--- TRECHO SELECIONADO ---
Livro "Eu S/A" descreve um mundo "privatizado" pelas grandes corporações

Divulgação
Referência ao computador Apple na capa do livro "The Cult of Mac", de Leander Kahney, editado nos EUA pela No Starch Press


THIAGO NEY
DA REPORTAGEM LOCAL

Hack Nike está em apuros. Assinou um contrato com a empresa em que trabalha, a Nike, para assassinar alguns adolescentes que compraram o último lançamento da companhia, os tênis Mercury.
A estratégia do departamento de marketing da empresa é gerar burburinho em torno do produto e, assim, aumentar suas vendas. Mas nem tudo sai como o esperado, e uma agente, Jennifer Governo, passa a investigar o caso.
Hack Nike chama Hack Nike porque num "futuro próximo" todo mundo tem como sobrenome o nome da companhia em que trabalha. É um mundo dividido entre os países aliados dos EUA e os não-aliados (como a França), liderado pelas grandes corporações, em que o governo pouco ou quase nada atua; um mundo em que os cidadãos têm de pagar para serem ajudados pela polícia.
Este é o ambiente de "Eu S/A", segundo livro do australiano Max Barry. Ele já foi professor de marketing e utiliza seus conhecimentos para desencadear a história, contada a partir do ponto de vista de vários personagens.
O livro tornou-se best-seller na Europa, gerou um game on-line ("NationStates") criado também por Barry, movimenta as conversas no site do escritor (www.maxbarry.com) e teve seus direitos comprados por Steven Soderbergh. Por e-mail, Max Barry conversou com a Folha.
 

Folha - Já teve problema por ter utilizado nomes de empresas?
Max Barry -
Nunca. Talvez porque seja claramente uma história ficcional. Não estou, por exemplo, alegando que a Nike tenha como estratégia de marketing atirar em grupos de adolescentes. Ou talvez seja porque eu utilize nomes de empresas grandes, e iria pegar mal para essas corporações processar um escritor satírico. Não sei o motivo, o que sei é que continuo utilizando nomes de empresas em meus livros, e elas continuam não me processando.

Folha - Você escreveu o livro em 2000. De lá para cá, o modo de atuação das corporações mudou?
Barry -
Escrevi "Eu S/A" entre 2000 e 2001. A grande mudança, pelo menos nos EUA, é que, após o 11 de Setembro, o governo adquiriu poderes maiores. No livro há quase uma guerra entre as corporações e o governo, mas o que vemos no mundo hoje é outra coisa: grandes empresas, como a Halliburton, estreitam relações com o governo até um ponto em que não distinguimos onde um termina e o outro começa.

Folha - O livro é ambientado num "futuro próximo". É realmente um "futuro próximo" ou seria um "quase presente"?
Barry -
É mais um "presente alternativo". Queria escrever uma história que fosse ambientada num mundo diferente do nosso -plausível, mas diferente- e não queria perder tempo com os avanços tecnológicos de um livro ambientado no futuro. Então peguei a situação atual e mudei algumas coisas estruturais. Mas os editores preferem o "futuro próximo" porque é um jeito mais fácil de explicar do que "ambientado no presente, mas com algumas diferenças sociais importantes".

--- ITENS ---
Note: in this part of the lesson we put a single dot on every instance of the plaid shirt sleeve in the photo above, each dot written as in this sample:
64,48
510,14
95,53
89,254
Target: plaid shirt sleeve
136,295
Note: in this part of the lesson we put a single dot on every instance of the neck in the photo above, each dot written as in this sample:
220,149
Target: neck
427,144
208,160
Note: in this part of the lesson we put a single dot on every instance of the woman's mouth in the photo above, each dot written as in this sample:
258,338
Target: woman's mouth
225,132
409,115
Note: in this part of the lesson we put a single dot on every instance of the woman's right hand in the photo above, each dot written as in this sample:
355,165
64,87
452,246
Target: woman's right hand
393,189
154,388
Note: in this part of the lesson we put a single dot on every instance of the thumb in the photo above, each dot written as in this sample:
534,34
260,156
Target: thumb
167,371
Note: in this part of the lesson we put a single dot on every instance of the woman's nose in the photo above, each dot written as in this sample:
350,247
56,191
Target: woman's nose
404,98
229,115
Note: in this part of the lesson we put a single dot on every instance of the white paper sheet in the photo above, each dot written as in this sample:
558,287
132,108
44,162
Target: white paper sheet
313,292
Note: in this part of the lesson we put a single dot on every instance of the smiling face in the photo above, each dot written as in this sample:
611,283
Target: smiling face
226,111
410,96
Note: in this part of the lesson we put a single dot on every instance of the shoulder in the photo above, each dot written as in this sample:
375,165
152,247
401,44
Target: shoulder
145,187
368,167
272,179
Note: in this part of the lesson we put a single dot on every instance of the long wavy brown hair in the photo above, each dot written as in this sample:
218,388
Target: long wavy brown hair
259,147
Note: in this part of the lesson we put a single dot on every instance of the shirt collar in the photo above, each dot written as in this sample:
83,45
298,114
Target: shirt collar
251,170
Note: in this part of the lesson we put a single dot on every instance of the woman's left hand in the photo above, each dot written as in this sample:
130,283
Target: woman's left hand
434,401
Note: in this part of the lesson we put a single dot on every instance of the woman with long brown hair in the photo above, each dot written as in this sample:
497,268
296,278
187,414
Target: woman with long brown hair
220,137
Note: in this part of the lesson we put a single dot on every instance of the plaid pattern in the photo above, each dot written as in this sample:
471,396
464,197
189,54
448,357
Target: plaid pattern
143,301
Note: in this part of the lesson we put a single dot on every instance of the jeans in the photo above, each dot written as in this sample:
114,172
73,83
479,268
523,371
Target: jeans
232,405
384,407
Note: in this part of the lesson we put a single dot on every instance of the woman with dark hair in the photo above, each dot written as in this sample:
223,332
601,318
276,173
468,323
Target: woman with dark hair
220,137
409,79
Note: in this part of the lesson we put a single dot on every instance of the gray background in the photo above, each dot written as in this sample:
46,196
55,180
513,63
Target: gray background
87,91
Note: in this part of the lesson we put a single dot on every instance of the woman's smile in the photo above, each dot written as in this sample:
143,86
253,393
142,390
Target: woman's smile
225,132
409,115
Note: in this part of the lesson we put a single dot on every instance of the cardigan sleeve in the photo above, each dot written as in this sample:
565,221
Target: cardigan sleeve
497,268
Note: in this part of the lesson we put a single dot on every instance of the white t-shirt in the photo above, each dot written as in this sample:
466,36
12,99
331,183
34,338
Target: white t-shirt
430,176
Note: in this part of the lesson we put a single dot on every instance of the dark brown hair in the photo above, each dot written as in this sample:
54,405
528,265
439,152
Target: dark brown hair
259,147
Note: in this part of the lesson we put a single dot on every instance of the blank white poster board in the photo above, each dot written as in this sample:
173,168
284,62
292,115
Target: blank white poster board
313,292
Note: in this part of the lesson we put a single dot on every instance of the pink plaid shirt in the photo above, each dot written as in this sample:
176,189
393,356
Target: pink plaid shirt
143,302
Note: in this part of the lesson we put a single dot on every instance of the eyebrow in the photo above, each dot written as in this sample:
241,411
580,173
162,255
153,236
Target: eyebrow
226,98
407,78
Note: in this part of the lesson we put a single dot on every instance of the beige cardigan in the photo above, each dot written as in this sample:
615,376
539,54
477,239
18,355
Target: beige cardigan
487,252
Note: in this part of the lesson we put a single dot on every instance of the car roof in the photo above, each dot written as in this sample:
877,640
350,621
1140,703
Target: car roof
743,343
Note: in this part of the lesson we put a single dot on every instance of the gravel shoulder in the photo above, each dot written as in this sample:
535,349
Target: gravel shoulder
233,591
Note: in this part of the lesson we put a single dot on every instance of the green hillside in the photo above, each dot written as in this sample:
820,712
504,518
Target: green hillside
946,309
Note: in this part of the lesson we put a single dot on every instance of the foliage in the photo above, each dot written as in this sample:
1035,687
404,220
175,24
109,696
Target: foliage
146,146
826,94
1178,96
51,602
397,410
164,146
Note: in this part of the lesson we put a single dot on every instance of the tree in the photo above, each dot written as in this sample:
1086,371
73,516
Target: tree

--- LISTA DE EXERCÍCIOS ---
A – Responda com base na reportagem sobre "Eu S/A":
(i) Que país é dado como exemplo de não-aliado dos EUA no mundo do livro?
(ii) Que profissão Max Barry já exerceu?
(iii) Em que período Barry escreveu o livro?
B – Segundo o parágrafo da reportagem sobre "Eu S/A" que começa com "O livro tornou-se best-seller", o que o livro conseguiu ou gerou? Liste cada item.
C – Continue a reportagem sobre "Eu S/A" a partir da última resposta de Barry.
As linhas acima não têm relação com a reportagem sobre "Eu S/A".

--- GABARITO ---
A –
(i) A França.
(ii) Professor de marketing.
(iii) Entre 2000 e 2001.

B –
- Tornou-se best-seller na Europa.
- Gerou um game on-line ("NationStates"), também criado por Barry.
- Movimenta as conversas no site do escritor (www.maxbarry.com).
- Teve seus direitos comprados por Steven Soderbergh.

C –
Folha - As grandes empresas são muito criticadas hoje por vários setores: ou pelos ambientalistas, ou por pagarem salários muito baixos, ou pelas táticas agressivas de marketing. Você vê nessas corporações um poder de influência maior do que o dos próprios políticos?
Barry -
Há uma grande diferença entre os malefícios causados por corporações e os por políticos. Quando temos corrupção em setores do governo eleitos pelo povo, é porque alguém deliberadamente decidiu agir de forma antiética -abusando do poder que lhe foi concedido. Mas com as empresas, nós basicamente estamos dizendo a elas: "Façam o que for necessário para ganhar o máximo de dinheiro que conseguirem". A ganância corporativa nunca deveria nos surpreender, porque é inerente a esse sistema. O problema com as corporações é que elas são formatadas como instituições puramente capitalistas, mas depois elas passam a se alimentar do lobby político. É uma situação muito ruim quando você tem grandes empresas, cujo objetivo único é aumentar seus lucros, dizendo aos políticos os tipos de lei que as beneficiarão.

Folha - Você estudou e deu aulas de marketing em faculdades. Essas táticas descritas no livro foram aprendidas na escola?
Barry -
Interessei-me por marketing na faculdade, mas utilizei as técnicas aprendidas principalmente em "Syrup". "Eu S/A" é mais o que os marqueteiros fariam se eles não tivessem de se preocupar com leis.

Folha - Muitas vezes você é comparado a Chuck Palahniuk e Naomi Klein, pelos assuntos abordados. Eles são uma referência para você?
Barry -
Adoro os dois, e foi uma surpresa quando começaram a me comparar a Chuck Palahniuk. Gosto de seus livros, mas nunca vi tantas similaridades entre a gente. Ele é como um ícone desse tipo de ficção dark, bruta. Minhas histórias são menos sombrias.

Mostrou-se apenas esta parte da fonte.